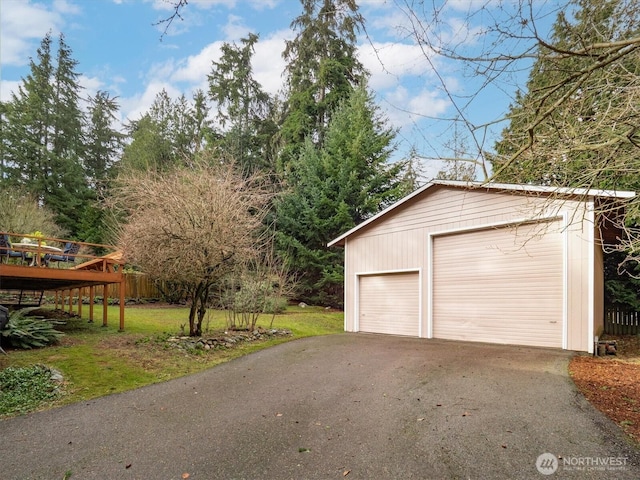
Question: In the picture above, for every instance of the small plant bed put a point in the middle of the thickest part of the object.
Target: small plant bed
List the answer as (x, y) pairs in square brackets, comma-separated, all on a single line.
[(612, 383), (224, 340)]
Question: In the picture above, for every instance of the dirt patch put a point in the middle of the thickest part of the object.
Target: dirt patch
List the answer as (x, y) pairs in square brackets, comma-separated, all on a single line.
[(612, 383)]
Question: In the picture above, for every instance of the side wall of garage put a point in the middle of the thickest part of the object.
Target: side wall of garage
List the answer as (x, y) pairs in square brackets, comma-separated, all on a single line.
[(399, 242)]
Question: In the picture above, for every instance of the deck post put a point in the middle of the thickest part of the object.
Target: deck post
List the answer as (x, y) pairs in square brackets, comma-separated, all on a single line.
[(92, 294), (105, 303), (122, 292)]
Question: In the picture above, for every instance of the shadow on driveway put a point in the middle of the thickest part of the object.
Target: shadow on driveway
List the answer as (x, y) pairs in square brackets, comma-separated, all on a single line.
[(352, 406)]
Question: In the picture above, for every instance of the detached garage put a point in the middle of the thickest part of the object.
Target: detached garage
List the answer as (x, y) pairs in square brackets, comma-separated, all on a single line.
[(495, 263)]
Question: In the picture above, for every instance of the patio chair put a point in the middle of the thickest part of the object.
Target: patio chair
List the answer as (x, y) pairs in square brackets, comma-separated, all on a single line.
[(68, 254), (7, 252)]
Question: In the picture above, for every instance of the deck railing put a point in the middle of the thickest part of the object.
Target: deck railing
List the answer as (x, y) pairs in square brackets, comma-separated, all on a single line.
[(621, 321), (88, 251)]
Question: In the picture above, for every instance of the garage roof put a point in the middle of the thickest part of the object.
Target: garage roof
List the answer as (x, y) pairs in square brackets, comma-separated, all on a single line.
[(583, 193)]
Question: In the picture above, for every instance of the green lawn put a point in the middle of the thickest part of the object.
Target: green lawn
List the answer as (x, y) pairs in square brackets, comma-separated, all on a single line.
[(97, 360)]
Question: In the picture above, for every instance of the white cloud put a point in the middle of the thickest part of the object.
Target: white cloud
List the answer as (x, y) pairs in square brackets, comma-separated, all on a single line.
[(195, 68), (235, 28), (65, 7), (204, 4), (132, 108), (22, 25), (268, 64), (389, 62), (405, 107), (8, 86)]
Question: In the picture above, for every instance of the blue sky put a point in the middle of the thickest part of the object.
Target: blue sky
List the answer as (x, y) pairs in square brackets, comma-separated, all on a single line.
[(120, 50)]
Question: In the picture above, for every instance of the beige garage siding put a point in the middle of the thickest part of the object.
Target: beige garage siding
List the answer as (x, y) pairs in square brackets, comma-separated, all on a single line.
[(389, 303), (501, 285)]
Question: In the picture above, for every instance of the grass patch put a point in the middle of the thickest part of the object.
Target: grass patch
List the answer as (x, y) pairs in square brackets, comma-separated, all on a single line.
[(26, 388), (97, 361)]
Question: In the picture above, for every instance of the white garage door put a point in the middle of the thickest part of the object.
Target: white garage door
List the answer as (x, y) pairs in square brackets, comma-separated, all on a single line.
[(389, 304), (502, 285)]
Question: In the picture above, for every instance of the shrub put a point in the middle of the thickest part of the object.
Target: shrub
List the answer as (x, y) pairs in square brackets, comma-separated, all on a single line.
[(26, 388), (30, 331)]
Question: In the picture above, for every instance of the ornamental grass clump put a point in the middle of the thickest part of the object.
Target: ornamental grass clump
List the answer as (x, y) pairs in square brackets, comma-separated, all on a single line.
[(29, 331)]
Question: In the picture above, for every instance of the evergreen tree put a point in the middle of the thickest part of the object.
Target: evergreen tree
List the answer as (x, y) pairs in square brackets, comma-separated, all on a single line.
[(169, 134), (576, 125), (245, 111), (103, 147), (334, 188), (322, 69), (43, 137)]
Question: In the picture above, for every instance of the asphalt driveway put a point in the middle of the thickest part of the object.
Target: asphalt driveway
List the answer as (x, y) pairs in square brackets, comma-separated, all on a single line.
[(352, 406)]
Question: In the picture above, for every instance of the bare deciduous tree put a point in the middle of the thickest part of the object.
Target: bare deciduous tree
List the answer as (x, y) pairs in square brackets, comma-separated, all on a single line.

◆ ◆ ◆ ◆

__DIRECTIVE__. Render every line of the records above as a JSON list of strings, one string per line, with blank lines dropped and the pictures left out.

__COMPLETE OUTPUT__.
[
  "Question: In the picture above, for every instance of the small plant bed put a point in the middle of the thickest part of the object.",
  "Target: small plant bed",
  "List the answer as (x, y) pairs in square brackets, comma-separated, all on a single line.",
  "[(612, 383), (224, 340)]",
  "Question: In the picture above, for every instance of the dirt patch put a point in the middle of the thickest part of the object.",
  "Target: dirt patch",
  "List the answer as (x, y) pairs in square brackets, comma-separated, all on a single line.",
  "[(612, 383)]",
  "Question: In the picture above, for every instance of the side wall of garage put a point in the middle of the thickest part of the object.",
  "Target: side wall of garage",
  "List the answer as (x, y) pairs in square brackets, comma-separated, all on a single line.",
  "[(399, 242)]",
  "Question: In the picture above, for every instance of the deck post put a point in the middle of the thickest part of the object.",
  "Target: deck post",
  "List the answer as (x, y) pairs in square brackets, comma-separated, all on a single line.",
  "[(92, 294), (105, 303), (122, 292)]",
  "Question: In the picture above, for every instance of the shadow on driveway put a point in the middle of the thickest part of the object.",
  "Target: shadow on driveway",
  "List the answer as (x, y) pairs in square brackets, comma-separated, all on a single line.",
  "[(352, 406)]",
  "Question: In the picture above, for every instance of the detached garage put a point in the middle of the thickest part of the object.",
  "Target: detached garage",
  "List the answer as (x, y) pairs in square brackets, comma-separated, all on a single line.",
  "[(495, 263)]",
  "Question: In the picture above, for every instance of the patio chair put a point in the middle of the thickest part of the object.",
  "Target: patio chair",
  "List the answer as (x, y) pairs in square brackets, comma-separated, all on a single line.",
  "[(68, 254), (7, 252)]",
  "Question: In the picture above, for every instance of the deck railing put a point in the middle of the thickest part of the object.",
  "Target: deck railing",
  "List the answer as (x, y) pairs in square brackets, comma-separated, all on a single line.",
  "[(621, 321), (88, 251)]",
  "Question: In the picture above, for every instance of the garage roof put a point in the middle of the thickest part of the object.",
  "Target: garage roof",
  "List the answer as (x, y) pairs in square brackets, comma-separated, all on a single line.",
  "[(583, 193)]",
  "Question: In the picture above, for every instance of the green lawn put a point in the middle of the thickest part of the object.",
  "Target: green lawn",
  "List the answer as (x, y) pairs in square brackets, comma-separated, all on a single line.",
  "[(97, 360)]",
  "Question: In the picture above, for every instance of the white cloud put a point in the middle of the thickest part of the object.",
  "Target: white cloud",
  "List the answer as (x, y) pairs in square brackets, comma-separated, all on a single line.",
  "[(195, 68), (235, 28), (65, 7), (204, 4), (132, 108), (22, 25), (268, 64), (389, 62), (405, 107), (8, 86)]",
  "Question: In the picture above, for every instance of the blue sky put a point in the middle of the thickest part of the object.",
  "Target: blue sky",
  "List the answer as (x, y) pairs in square brackets, comma-separated, all on a single line.",
  "[(120, 50)]",
  "Question: In the picture above, for every instance of the beige garage siding put a point in the middle of the thickest part of the object.",
  "Target: beige garage siding",
  "List the answer as (x, y) pairs in square brackets, comma-separated, all on a single line.",
  "[(389, 303), (501, 285)]",
  "Question: In the picture above, for every instance of the grass patch put a point in the middle of the thickest part of the object.",
  "Target: grass patch",
  "List the answer as (x, y) pairs in square brackets, comma-separated, all on a single line.",
  "[(26, 388), (97, 361)]",
  "Question: In the picture above, for every instance of the white garage door put a point in the middle of the thickest part of the object.",
  "Target: white garage door",
  "List the answer as (x, y) pairs in square brackets, comma-separated, all on a single line.",
  "[(389, 304), (502, 285)]",
  "Question: In the picture above, for every instance of the shrub put a point in the middle of the thickest part of the object.",
  "Target: shrub",
  "List the answer as (x, y) pairs in square brackets, comma-separated, all on a single line.",
  "[(26, 388), (30, 331)]",
  "Question: In the picture above, for every instance of the ornamental grass clump put a point in the middle of the thickest part of the object.",
  "Target: ornamental grass clump",
  "List the answer as (x, y) pairs in square brackets, comma-separated, all on a single line.",
  "[(29, 331)]",
  "Question: In the picture above, for every instance of the evergreen tree put a point in the middle of the thickest part of the object.",
  "Target: evergreen tree",
  "List the answer as (x, y) pairs in square brackets, comma-separated, all on a single line.",
  "[(169, 134), (576, 125), (245, 111), (103, 147), (334, 188), (322, 69), (43, 137)]",
  "Question: In the picture above, for every instance of the asphalt driveway put a point in the middle of the thickest part of the object.",
  "Target: asphalt driveway",
  "List the answer as (x, y) pairs in square brackets, comma-separated, all on a single line.",
  "[(352, 406)]",
  "Question: In the picture above, for every instance of the bare deciduous tree put a point in the middle of the thickest part of the object.",
  "Target: bare deciduous tree",
  "List the answer as (x, y) pairs in square brackets, comma-separated, all on a single line."
]